#### [EXERCISE PASSAGE]
Listening to loud music through trendy headphones is destroying youngsters’ hearing – and could have ‘lifelong consequences’, warns new research.
Scientists, who studied more than 5,000 children aged nine to 11-years-old over three years, found one in seven of the youngsters had suffered some hearing loss.
They say that it is the first time the association between portable music devices and ‘noise induced hearing loss’ has been reported in such a young age group.
The researchers, from Erasmus Medical Centre in Holland, say the worrying findings suggest the need for early education on how to use portable music players responsibly.
Study leader Dr Carlijn le Clercq said: "In this study, 14.2 per cent of school-aged children showed audiometric notches or high-frequency hearing loss.
"This hearing impairment is already present prior to exposure to known noise hazards, such as club and concert attendance, and may have lifelong consequences.

#### [THINGS TO DO]
**1)** List every figure or quantity given in the article on children's hearing loss.
**2)** Write the next few sentences of the article on children's hearing loss, picking up after its final line.
The records stand on their own and have no connection to the article on children's hearing loss.

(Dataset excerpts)

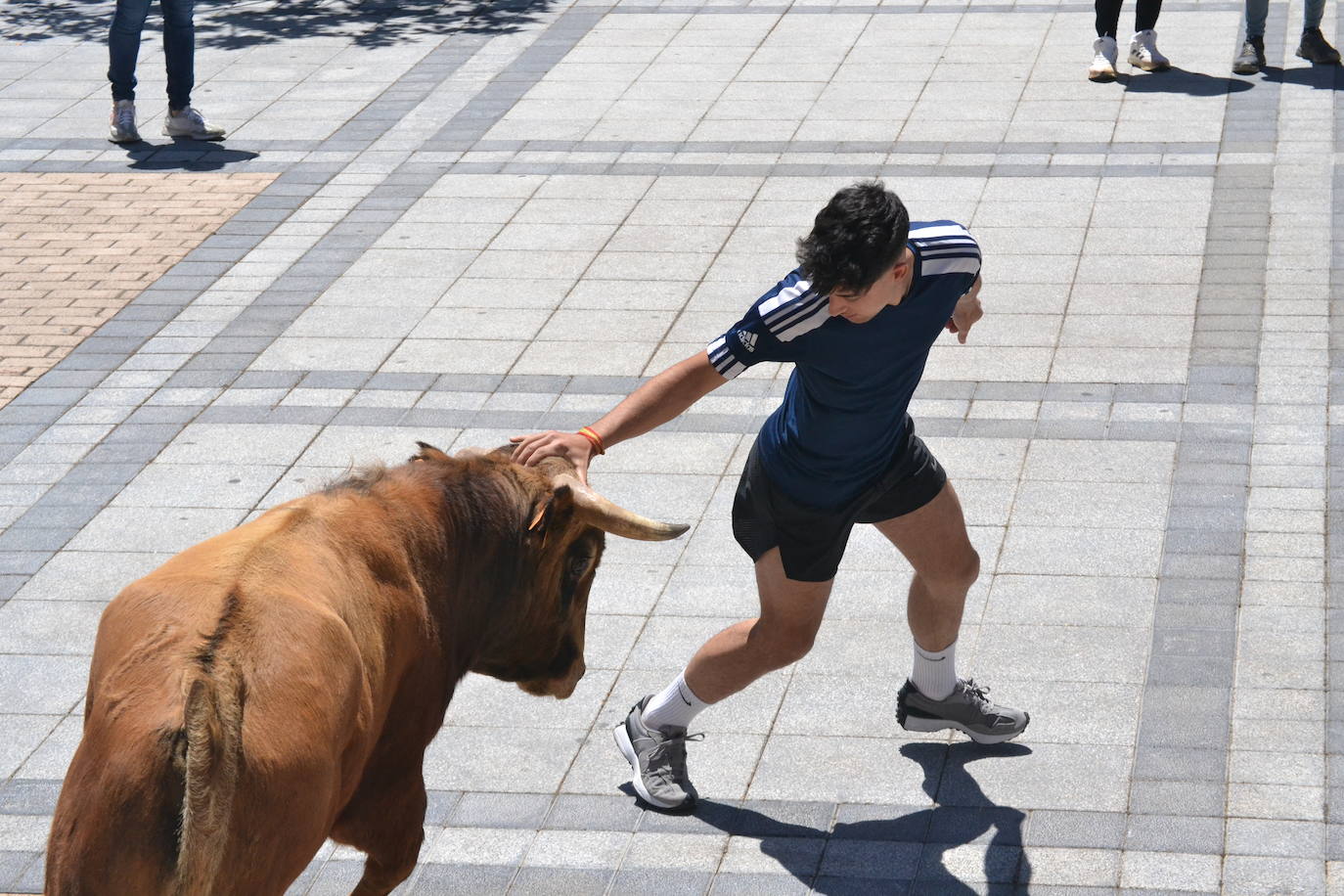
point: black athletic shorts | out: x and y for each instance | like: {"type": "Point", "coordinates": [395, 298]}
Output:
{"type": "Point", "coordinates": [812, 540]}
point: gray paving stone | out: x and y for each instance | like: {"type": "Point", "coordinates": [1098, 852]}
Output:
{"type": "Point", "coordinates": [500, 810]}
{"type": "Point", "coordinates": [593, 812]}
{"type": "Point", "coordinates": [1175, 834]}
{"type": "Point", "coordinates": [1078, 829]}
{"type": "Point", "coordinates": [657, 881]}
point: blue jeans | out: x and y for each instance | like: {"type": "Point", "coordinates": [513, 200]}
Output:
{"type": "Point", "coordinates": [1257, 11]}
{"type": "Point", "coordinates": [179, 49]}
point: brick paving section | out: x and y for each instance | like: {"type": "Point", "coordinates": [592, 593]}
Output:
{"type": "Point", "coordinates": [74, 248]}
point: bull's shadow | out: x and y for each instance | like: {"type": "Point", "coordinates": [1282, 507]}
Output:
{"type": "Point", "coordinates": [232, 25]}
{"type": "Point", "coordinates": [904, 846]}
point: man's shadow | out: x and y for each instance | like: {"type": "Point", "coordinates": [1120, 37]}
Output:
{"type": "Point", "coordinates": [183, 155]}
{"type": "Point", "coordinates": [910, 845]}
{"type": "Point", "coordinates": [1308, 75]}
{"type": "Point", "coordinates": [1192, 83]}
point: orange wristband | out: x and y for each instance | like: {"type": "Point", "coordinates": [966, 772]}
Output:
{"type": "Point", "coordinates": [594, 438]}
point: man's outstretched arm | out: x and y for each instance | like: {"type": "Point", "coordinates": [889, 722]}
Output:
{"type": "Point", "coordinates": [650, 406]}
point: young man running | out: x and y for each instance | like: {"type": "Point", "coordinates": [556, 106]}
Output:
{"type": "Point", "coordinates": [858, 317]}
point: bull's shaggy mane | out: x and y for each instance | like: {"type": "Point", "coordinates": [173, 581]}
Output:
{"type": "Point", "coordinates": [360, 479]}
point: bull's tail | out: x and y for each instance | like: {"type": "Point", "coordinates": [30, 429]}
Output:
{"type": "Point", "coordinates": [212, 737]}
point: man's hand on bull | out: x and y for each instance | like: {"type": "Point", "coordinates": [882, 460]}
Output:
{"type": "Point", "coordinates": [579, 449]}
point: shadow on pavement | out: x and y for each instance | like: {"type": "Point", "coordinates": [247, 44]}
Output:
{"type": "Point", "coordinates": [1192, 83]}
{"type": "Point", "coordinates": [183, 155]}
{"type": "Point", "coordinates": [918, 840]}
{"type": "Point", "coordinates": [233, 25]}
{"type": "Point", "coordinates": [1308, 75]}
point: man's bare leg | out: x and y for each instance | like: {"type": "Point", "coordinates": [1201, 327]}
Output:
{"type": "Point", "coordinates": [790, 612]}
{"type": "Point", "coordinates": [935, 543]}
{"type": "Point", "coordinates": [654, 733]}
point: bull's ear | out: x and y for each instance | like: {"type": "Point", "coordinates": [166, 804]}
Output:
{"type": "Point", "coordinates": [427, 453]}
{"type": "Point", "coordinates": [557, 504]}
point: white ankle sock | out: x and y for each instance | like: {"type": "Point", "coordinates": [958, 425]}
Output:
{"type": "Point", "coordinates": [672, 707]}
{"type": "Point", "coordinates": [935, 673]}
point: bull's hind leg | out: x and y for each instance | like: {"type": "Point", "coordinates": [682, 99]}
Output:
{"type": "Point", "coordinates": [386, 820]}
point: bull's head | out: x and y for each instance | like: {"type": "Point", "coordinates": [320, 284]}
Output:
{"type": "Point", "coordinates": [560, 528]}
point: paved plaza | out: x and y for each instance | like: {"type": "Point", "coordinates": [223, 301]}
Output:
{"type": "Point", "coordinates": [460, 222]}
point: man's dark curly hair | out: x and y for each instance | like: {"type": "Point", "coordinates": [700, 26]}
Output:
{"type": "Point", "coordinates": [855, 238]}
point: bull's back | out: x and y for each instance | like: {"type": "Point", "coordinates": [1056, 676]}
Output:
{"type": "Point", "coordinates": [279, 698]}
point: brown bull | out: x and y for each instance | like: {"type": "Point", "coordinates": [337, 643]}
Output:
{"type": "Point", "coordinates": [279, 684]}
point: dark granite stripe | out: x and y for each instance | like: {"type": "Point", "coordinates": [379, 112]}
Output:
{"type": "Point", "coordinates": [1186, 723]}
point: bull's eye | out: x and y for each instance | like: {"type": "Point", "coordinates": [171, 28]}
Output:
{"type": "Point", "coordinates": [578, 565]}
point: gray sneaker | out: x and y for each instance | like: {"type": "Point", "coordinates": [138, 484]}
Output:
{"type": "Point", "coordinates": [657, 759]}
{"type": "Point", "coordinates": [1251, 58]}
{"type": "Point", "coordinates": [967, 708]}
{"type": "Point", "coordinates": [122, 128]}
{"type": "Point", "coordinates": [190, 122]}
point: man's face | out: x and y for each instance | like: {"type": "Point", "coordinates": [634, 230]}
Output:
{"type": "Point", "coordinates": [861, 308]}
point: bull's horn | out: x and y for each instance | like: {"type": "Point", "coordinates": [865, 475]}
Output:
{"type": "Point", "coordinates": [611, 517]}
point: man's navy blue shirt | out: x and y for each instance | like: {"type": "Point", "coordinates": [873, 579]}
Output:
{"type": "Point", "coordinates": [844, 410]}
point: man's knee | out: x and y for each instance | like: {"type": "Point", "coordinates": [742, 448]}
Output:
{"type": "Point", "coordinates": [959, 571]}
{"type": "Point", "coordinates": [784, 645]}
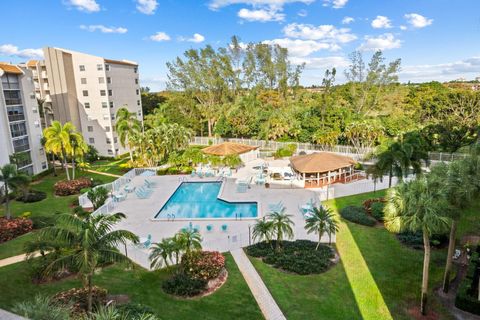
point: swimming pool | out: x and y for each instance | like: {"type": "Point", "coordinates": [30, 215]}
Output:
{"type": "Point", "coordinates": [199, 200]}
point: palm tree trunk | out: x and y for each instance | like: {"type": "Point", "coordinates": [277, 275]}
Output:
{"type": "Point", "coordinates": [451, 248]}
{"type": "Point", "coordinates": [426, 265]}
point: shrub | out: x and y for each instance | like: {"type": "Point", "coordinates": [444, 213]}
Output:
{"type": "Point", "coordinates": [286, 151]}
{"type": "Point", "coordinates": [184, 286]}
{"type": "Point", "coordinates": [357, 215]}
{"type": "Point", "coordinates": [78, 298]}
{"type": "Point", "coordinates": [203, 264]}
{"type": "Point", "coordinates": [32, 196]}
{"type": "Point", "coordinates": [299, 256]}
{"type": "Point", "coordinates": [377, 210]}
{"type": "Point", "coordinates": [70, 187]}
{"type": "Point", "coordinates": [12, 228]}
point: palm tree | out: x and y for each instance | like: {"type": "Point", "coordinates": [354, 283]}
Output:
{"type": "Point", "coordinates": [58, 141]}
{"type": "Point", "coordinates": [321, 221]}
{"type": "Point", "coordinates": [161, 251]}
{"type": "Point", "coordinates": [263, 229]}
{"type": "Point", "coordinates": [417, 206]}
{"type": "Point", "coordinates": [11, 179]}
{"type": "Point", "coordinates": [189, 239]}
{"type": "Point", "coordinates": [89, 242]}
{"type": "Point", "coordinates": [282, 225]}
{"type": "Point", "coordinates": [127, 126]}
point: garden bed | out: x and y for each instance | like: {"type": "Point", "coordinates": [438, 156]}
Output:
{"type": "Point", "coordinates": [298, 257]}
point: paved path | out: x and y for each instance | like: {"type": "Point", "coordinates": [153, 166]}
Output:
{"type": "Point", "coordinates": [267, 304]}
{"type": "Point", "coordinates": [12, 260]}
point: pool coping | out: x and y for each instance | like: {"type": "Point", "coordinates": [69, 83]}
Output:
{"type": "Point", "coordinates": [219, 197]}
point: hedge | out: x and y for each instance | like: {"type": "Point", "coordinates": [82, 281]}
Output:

#### [EXERCISE ANSWERS]
**1)**
- more than 5,000 children
- aged nine to 11
- three years
- one in seven
- 14.2 per cent

**2)**
"Repeated measurements are needed to confirm the association of portable music player use with hearing impairment in children."
Parents were asked about the average frequency per week that their children listened to music with headphones, the listening time on an average day, and the usual volume level of the devices that include, Iphones, Ipads, tablets and anything that uses sound through headphones.
A total of 5,862 children visited the research centre in Rotterdam for an ‘extensive physical examination’. Of these children, 5,355 completed pure-tone audiometry at all frequencies and were eligible for inclusion.
Based on certain criteria, 2,239 participants were excluded from the analyses because of missing or failed ‘tympanometry’ – or an examantation on the middle ear.
The final analytical sample included 3,116 participants aged nine to 11 with complete and adequate audiometry data.
Dr le Clercq said: "Noise-induced hearing loss is considered to be a cumulative process."
The researchers also warned that high use of headphones can lead to issues such as tinnitus .
Dr le Clercq added: "Although not conclusive, our findings suggest a possible association of PMP use with high-frequency HI. To our knowledge, this is the first time this association has been reported in such a young age group, suggesting a need for early education on the risks of PMP use in children and young adolescents.
"Future repeated assessments are essential to provide clarity on this association and whether the obtained results truly represent NIHL at young age."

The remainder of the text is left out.